-- Start of Listed entries --
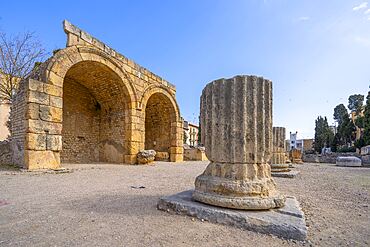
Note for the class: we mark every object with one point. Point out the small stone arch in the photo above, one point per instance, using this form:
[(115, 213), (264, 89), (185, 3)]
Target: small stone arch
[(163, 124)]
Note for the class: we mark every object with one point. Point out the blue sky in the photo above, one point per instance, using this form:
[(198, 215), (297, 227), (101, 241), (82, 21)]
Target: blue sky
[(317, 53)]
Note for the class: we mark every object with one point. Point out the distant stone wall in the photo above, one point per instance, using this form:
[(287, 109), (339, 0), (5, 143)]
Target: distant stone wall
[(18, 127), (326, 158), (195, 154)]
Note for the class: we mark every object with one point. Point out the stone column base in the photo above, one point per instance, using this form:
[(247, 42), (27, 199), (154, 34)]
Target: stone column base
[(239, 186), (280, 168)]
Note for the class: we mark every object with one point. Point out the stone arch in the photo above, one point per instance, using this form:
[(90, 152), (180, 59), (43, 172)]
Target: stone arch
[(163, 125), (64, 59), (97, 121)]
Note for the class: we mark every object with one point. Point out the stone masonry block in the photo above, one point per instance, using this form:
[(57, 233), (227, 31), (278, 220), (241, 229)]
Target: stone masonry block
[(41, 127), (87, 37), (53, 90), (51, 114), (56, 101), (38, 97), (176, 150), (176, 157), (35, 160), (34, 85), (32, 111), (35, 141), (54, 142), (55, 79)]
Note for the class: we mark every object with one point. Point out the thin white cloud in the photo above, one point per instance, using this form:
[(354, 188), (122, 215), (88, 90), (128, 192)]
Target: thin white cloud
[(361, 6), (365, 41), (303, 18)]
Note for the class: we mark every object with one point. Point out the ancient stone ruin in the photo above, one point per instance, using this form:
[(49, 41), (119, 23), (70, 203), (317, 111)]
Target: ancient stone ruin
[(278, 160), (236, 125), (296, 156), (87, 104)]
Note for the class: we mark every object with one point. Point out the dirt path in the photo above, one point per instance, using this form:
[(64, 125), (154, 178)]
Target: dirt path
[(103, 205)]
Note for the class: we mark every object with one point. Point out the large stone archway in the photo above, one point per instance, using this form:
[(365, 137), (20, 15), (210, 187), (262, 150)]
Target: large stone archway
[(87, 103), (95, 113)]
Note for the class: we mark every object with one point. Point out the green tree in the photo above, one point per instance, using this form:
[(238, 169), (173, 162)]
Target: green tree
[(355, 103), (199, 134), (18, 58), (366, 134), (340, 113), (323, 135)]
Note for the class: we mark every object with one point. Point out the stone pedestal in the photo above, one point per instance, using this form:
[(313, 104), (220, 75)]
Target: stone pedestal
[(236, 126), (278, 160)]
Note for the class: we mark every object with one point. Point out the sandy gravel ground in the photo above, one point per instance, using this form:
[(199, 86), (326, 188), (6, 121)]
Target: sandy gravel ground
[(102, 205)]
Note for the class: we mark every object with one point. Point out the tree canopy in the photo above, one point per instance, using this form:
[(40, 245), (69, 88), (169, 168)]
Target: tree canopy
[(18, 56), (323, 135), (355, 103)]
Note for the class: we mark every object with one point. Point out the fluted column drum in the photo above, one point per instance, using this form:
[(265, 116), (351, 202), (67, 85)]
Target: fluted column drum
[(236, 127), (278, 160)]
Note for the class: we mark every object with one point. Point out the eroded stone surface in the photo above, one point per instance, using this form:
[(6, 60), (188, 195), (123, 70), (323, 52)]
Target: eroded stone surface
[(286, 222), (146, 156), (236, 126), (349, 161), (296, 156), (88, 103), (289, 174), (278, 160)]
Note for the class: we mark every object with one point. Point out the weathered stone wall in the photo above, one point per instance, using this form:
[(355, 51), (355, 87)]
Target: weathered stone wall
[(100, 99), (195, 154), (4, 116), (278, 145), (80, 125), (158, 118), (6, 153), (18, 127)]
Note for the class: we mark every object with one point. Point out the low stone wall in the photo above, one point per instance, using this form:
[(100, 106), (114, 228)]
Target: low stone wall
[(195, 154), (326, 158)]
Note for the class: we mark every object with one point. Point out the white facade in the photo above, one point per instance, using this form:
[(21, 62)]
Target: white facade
-- End of Listed entries --
— Problem to solve —
Reproduce everything from the line containing "out the low" down to the end of the material, requests included. Multiply every coordinate in the answers by 0.7 and round to whole numbers with halves going up, leaving the requests and their format samples unchanged.

— Result of this task —
Note for the class: we mark every object with one point. Point out the low stone wall in the photo above, one point per instance, using this form:
[(100, 106), (114, 228)]
Target: low stone wall
[(137, 108), (228, 111)]
Note for the class: we mark every object with one point. Point out the white facade in the photo above, one point per instance, using this form:
[(21, 62)]
Target: white facade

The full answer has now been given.